Beneath this line are the data; copy exactly the part of them that opens with the line containing "Each instance receives one keypoint. Mark the throw" and closes with the line containing "Each instance receives one keypoint. Mark the fireplace mantel", and only that part.

(Task material begins)

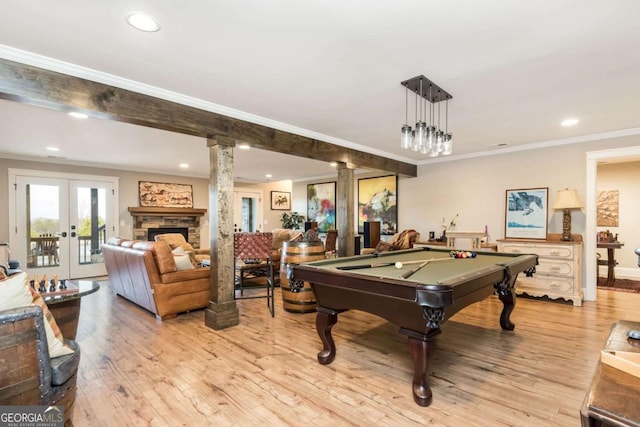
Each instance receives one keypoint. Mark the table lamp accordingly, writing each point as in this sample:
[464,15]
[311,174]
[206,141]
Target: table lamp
[566,200]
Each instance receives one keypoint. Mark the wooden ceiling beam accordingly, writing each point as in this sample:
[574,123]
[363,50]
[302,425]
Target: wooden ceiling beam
[50,89]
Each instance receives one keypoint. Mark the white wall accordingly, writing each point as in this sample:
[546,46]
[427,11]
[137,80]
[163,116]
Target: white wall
[624,177]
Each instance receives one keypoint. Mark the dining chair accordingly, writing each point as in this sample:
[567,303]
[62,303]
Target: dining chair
[253,259]
[330,243]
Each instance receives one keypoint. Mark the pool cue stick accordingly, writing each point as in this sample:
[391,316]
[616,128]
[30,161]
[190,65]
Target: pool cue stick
[410,272]
[359,266]
[387,264]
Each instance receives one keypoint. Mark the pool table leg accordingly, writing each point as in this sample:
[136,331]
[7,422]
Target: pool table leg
[419,350]
[508,298]
[325,319]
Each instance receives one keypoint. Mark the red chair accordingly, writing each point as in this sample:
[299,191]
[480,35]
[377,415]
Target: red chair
[252,259]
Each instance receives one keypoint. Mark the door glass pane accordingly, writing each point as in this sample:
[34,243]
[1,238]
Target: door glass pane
[43,224]
[248,215]
[91,224]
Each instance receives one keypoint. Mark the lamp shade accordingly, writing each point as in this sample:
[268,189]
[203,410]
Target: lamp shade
[567,199]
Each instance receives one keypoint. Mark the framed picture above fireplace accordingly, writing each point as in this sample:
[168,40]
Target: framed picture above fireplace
[160,194]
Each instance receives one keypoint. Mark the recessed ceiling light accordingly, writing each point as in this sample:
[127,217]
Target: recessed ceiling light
[569,122]
[77,115]
[143,22]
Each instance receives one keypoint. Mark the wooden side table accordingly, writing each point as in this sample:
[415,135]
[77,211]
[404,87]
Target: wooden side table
[65,307]
[611,259]
[613,397]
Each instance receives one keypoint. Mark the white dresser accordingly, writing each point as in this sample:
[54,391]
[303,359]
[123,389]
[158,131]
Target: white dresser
[559,273]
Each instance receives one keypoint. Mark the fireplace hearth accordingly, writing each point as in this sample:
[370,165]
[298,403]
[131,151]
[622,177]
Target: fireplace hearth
[167,220]
[153,232]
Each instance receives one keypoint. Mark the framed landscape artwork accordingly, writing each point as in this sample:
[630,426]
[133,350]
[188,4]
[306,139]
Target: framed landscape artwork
[280,201]
[377,201]
[526,213]
[160,194]
[607,208]
[321,205]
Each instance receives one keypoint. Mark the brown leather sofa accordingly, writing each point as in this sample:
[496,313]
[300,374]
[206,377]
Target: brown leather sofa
[281,235]
[145,273]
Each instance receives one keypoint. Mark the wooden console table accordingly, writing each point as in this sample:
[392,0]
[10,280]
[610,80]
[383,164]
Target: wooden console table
[65,307]
[559,274]
[613,397]
[611,259]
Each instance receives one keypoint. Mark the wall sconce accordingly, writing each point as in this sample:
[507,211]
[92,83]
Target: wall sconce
[566,200]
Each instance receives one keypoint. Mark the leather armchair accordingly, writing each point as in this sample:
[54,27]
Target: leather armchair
[28,376]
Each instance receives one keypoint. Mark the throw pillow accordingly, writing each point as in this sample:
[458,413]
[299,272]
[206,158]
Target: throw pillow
[180,250]
[17,293]
[183,262]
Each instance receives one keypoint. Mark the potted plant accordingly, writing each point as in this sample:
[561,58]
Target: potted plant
[292,220]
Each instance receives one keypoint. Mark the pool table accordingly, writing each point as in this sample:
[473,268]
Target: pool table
[429,294]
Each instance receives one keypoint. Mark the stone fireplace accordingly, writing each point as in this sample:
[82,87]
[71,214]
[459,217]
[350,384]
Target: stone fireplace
[146,218]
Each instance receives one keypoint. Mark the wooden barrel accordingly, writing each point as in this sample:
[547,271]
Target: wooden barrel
[298,297]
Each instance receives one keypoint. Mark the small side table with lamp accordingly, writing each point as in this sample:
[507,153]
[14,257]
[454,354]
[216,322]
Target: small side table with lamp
[566,200]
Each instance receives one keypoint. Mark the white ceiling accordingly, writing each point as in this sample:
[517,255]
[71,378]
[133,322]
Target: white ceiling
[330,70]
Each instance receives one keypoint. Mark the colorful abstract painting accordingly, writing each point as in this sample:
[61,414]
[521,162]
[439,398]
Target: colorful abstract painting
[321,205]
[377,201]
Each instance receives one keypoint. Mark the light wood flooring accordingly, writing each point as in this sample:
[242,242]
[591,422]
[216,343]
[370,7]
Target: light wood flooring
[138,371]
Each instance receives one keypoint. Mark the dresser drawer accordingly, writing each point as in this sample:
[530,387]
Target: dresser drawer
[558,268]
[542,284]
[555,251]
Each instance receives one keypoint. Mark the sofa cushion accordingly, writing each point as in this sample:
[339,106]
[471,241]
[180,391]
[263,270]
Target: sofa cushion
[281,235]
[64,367]
[183,262]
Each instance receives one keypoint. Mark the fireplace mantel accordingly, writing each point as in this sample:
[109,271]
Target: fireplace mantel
[138,213]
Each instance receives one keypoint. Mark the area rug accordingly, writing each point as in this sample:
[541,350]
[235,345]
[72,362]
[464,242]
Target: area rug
[624,285]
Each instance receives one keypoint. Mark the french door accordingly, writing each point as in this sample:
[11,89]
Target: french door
[247,211]
[60,224]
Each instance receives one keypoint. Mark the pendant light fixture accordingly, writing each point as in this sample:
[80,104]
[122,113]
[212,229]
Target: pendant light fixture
[426,138]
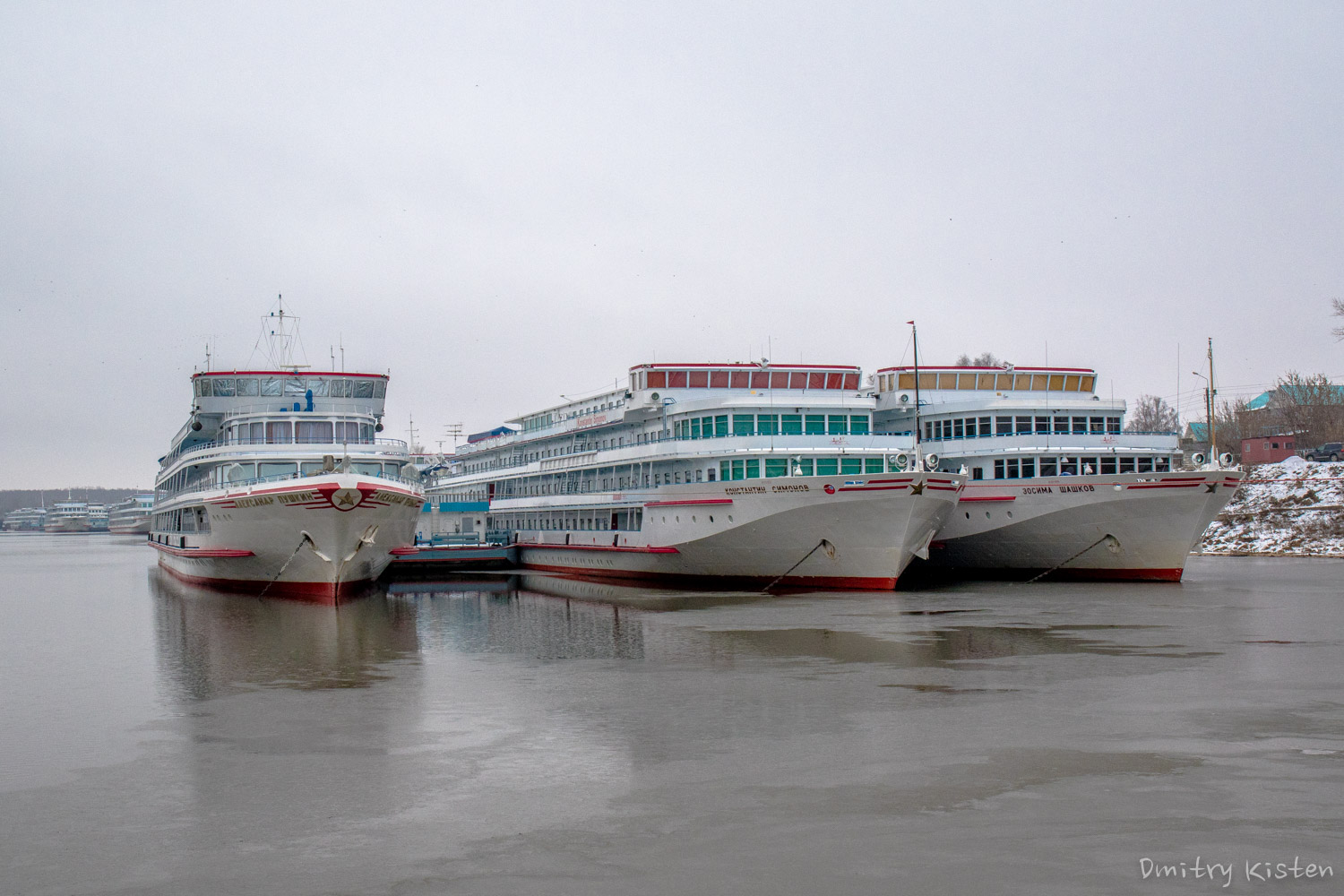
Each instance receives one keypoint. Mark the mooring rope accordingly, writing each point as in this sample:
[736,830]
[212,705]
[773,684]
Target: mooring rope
[820,544]
[1073,557]
[282,567]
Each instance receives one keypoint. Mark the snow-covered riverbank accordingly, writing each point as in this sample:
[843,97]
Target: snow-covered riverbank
[1295,508]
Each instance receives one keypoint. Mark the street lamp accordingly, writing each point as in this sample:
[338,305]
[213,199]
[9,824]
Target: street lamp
[1209,413]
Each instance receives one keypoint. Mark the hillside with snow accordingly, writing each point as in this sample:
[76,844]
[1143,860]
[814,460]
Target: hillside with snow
[1293,508]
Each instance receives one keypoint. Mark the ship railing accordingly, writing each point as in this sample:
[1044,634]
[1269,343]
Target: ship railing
[585,455]
[172,455]
[1093,438]
[207,485]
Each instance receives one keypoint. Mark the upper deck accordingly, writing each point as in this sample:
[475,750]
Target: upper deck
[238,392]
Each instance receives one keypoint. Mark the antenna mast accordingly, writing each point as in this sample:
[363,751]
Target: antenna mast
[1212,392]
[914,338]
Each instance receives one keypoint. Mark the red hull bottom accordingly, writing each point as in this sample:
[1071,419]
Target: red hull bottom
[860,583]
[322,592]
[919,573]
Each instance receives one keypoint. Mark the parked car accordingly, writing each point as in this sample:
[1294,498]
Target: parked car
[1328,452]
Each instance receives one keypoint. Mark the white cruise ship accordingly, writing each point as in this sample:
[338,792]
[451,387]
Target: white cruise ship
[67,516]
[1055,484]
[26,520]
[131,516]
[279,485]
[720,471]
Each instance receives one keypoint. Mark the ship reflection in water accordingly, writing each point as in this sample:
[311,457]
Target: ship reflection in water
[211,642]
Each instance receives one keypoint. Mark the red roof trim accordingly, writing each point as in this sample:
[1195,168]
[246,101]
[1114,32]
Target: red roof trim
[383,376]
[745,367]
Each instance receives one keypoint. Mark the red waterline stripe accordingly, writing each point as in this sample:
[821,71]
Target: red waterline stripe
[1168,485]
[201,552]
[688,503]
[597,547]
[871,487]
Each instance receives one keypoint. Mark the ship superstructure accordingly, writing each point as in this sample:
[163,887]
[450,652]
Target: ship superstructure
[279,484]
[1055,482]
[726,471]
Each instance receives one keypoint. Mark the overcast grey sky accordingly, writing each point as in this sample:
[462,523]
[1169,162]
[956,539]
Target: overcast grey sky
[505,202]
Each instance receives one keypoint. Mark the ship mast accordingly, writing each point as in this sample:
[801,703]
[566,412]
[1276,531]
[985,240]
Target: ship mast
[914,338]
[1212,417]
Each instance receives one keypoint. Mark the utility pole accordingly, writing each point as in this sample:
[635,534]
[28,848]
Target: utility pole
[1212,395]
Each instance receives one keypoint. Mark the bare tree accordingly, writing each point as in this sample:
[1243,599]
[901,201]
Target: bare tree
[984,359]
[1309,406]
[1152,414]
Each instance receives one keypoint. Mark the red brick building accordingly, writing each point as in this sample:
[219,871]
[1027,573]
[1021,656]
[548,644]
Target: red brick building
[1268,449]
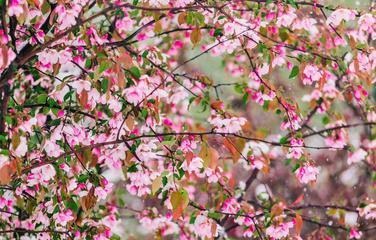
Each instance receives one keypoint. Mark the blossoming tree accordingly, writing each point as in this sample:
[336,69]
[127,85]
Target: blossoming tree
[106,116]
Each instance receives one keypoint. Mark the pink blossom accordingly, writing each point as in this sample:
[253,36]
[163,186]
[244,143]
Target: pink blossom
[307,173]
[355,234]
[357,156]
[279,231]
[63,218]
[311,74]
[193,166]
[203,227]
[338,15]
[230,206]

(Task material ends)

=== Exercise solution ===
Each instance receives one keypoint. Mark the throw pillow accordingly, writing each point as in this sample:
[458,413]
[299,272]
[206,158]
Target: throw pillow
[180,250]
[17,293]
[183,262]
Each instance receives one keypoint. Mark the potted plant accordingly, writing each point as in this sample:
[561,58]
Target: potted plant
[292,220]
Each instance receives one keypoint. Mark the pool table accordingly, writing each point as in this sample:
[473,268]
Target: pool table
[429,294]
Each instance receives one keypoint. Mark the stone fireplace accordingly, writing each point as in this sample:
[82,87]
[71,214]
[459,217]
[350,384]
Target: stone fireplace
[146,218]
Each instance receives one keypoint. Mark the wooden barrel accordingly, writing each point as in this sample:
[547,271]
Target: wooden barrel
[298,297]
Each instance receives one keypoint. Mark the small side table with lamp accordingly, writing each point as in this sample:
[507,153]
[14,257]
[454,354]
[216,322]
Target: small side table with lamp
[566,200]
Each instance receives one keypoint. Mark the white ceiling accordingly, writing each point as in this sample:
[517,255]
[71,378]
[133,322]
Target: white ceiling
[330,70]
Each instance receives one keypoint. Mark the colorful abstract painting accordingly, writing each point as in this sample:
[61,414]
[521,162]
[439,398]
Target: colorful abstract painting
[321,205]
[377,201]
Each instance receives one keypoint. Mark the light wood flooring accordingly, writing each point as in this sample:
[242,242]
[591,422]
[216,343]
[370,7]
Target: light wood flooring
[138,371]
Each instance receives one keypoint. Mark the dresser drawer accordingly, writing each point as in this sample:
[530,387]
Target: dresser drawer
[558,268]
[542,284]
[555,251]
Each instance receives one keypoint. Mark the sofa cushion accordingly, writing each point as in this sample:
[339,106]
[471,241]
[180,391]
[263,270]
Target: sofa cushion
[281,235]
[64,367]
[183,262]
Each instance receives one keypoint. Mark the fireplace mantel accordingly, writing each point as in this sample:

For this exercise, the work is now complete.